-- START OF Supplied information --

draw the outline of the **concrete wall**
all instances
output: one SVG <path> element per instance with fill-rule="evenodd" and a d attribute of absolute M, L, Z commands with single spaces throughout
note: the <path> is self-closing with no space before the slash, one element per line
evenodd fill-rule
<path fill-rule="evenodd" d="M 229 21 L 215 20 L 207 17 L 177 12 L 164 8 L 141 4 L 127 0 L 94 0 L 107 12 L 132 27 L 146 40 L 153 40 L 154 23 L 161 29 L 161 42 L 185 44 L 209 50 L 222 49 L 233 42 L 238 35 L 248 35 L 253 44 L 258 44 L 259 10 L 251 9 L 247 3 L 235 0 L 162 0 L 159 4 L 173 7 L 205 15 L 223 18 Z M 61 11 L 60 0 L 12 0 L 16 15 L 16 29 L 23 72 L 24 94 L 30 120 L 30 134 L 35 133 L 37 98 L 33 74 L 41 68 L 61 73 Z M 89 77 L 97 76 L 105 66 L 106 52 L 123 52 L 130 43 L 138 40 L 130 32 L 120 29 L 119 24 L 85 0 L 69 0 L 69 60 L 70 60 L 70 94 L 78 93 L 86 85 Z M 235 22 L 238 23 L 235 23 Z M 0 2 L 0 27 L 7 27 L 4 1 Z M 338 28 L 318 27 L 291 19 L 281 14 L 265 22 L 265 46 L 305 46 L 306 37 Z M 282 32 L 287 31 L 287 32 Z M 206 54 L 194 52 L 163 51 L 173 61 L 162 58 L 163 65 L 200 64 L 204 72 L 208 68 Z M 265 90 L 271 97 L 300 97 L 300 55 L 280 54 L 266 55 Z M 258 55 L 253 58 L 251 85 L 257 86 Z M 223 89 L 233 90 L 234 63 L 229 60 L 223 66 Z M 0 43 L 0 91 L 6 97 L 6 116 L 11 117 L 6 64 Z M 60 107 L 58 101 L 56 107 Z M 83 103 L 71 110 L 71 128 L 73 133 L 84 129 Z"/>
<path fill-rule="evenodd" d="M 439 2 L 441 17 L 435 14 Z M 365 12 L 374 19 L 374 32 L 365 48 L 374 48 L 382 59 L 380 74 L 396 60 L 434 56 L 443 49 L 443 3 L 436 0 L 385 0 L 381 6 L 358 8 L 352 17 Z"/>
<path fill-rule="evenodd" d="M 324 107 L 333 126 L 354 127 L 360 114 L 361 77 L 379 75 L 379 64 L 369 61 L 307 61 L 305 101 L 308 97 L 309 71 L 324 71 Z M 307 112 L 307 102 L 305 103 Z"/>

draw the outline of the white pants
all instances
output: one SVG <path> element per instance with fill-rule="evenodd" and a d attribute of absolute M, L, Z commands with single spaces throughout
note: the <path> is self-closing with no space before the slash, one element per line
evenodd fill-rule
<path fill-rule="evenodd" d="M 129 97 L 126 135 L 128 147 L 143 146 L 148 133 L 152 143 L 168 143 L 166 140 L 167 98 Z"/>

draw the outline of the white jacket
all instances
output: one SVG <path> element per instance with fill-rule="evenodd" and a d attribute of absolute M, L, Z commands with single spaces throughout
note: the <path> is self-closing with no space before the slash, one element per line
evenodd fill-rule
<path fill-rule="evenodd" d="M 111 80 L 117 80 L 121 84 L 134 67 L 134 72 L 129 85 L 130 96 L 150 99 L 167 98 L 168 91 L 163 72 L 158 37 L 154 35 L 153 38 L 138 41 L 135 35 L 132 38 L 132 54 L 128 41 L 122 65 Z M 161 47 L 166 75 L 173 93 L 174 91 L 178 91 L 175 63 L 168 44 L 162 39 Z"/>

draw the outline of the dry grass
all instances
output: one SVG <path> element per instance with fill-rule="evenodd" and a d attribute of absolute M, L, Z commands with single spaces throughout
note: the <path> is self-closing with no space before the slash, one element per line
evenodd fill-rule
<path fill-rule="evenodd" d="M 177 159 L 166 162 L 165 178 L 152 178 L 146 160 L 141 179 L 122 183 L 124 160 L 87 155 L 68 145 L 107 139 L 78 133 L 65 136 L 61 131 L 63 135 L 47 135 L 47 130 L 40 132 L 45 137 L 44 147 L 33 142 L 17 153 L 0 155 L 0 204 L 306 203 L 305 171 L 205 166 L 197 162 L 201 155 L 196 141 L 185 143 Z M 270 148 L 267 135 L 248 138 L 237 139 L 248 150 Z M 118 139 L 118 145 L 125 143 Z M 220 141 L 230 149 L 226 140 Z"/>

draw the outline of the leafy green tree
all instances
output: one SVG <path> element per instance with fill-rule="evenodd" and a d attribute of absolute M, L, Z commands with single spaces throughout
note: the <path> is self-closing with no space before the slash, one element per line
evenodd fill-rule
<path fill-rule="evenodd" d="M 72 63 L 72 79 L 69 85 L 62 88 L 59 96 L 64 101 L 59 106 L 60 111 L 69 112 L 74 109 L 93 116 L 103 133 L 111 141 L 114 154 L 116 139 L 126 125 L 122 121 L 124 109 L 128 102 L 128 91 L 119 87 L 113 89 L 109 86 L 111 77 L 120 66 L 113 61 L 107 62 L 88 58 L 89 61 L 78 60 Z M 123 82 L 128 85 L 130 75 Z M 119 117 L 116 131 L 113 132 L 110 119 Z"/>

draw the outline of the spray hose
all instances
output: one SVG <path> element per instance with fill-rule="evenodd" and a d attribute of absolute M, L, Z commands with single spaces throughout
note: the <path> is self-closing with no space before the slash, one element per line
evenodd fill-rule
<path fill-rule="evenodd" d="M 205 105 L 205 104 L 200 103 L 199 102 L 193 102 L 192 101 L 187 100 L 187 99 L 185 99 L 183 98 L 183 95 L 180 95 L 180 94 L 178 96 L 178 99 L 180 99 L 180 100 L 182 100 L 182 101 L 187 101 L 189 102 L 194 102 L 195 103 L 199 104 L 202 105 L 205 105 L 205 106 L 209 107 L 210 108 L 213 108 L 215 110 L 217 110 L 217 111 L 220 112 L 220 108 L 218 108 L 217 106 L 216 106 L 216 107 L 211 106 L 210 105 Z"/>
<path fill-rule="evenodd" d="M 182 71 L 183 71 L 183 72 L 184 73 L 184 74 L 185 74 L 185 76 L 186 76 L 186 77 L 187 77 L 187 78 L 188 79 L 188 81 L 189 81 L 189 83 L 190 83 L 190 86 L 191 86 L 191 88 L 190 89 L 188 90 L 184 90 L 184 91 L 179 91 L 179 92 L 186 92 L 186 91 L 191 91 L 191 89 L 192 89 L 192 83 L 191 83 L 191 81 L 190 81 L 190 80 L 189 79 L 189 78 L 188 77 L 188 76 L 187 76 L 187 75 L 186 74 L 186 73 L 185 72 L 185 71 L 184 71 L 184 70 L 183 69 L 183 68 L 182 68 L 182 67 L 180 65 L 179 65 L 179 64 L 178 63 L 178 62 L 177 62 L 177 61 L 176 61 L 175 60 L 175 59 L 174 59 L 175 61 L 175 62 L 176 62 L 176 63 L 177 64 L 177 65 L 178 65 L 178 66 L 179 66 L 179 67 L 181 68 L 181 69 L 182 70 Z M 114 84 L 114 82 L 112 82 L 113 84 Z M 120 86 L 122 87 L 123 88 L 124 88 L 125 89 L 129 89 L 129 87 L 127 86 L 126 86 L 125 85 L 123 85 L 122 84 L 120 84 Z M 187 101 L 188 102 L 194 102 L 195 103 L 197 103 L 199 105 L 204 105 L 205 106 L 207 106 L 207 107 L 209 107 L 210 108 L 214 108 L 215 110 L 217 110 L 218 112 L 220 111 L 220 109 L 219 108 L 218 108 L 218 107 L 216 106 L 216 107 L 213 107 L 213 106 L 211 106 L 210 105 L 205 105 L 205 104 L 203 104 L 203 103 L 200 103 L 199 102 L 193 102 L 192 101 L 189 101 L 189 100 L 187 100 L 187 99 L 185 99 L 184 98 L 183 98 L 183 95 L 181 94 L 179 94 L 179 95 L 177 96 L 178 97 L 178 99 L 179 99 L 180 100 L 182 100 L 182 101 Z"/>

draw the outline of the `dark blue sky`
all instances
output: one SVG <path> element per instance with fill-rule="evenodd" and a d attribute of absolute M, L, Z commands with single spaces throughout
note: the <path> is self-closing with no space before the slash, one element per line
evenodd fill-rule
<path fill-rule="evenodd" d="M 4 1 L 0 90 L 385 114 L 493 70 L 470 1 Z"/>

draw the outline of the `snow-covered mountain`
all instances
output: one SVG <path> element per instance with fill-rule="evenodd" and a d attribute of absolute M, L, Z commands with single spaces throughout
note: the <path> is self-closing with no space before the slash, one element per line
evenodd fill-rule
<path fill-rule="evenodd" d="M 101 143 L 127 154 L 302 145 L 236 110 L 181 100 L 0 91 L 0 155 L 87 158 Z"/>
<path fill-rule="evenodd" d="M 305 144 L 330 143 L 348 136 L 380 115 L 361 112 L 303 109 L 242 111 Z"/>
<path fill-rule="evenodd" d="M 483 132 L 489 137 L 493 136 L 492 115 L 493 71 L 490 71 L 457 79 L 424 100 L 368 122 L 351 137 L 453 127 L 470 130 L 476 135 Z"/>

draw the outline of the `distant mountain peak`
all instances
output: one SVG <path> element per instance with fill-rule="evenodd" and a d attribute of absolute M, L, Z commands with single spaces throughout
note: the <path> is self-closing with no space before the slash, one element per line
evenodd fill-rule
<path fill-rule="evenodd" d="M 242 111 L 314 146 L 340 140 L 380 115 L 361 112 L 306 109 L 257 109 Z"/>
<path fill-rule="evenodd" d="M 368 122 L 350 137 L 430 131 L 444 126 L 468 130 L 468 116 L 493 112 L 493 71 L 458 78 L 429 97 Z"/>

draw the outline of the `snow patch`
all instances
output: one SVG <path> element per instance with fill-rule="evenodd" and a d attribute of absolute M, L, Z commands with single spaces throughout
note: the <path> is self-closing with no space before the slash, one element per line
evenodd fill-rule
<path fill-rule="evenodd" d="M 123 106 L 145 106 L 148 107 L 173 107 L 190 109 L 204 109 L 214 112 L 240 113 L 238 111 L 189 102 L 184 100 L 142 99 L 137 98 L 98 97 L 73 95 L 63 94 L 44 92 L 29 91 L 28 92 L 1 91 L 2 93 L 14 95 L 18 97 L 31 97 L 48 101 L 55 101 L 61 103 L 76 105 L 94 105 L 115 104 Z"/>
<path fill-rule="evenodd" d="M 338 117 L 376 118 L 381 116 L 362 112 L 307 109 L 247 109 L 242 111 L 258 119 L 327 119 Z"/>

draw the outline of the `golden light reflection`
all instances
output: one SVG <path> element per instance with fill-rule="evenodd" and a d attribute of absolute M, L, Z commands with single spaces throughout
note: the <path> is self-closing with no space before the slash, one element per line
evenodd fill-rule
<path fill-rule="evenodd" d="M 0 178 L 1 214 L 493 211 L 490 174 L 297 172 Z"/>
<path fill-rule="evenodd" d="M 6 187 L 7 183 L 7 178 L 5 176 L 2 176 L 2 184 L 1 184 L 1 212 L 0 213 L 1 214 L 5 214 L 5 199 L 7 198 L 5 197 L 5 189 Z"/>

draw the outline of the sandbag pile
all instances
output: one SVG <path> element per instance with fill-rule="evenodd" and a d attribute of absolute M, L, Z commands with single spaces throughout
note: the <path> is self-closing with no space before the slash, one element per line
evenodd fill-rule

-- END OF Supplied information --

-- Task directions --
Repeat the records word for word, from the line containing "draw the outline of the white pants" through the line containing "129 97 L 126", with both of those lines included.

-- Written response --
draw the outline of the white pants
all instances
output: one SVG <path> element per instance with fill-rule="evenodd" and a d attribute of absolute M, L, Z commands with single spaces throughout
note: the <path> is self-closing with no space before the slash, one element per line
evenodd fill-rule
<path fill-rule="evenodd" d="M 129 97 L 126 135 L 128 147 L 143 146 L 148 133 L 152 143 L 168 143 L 166 140 L 167 98 Z"/>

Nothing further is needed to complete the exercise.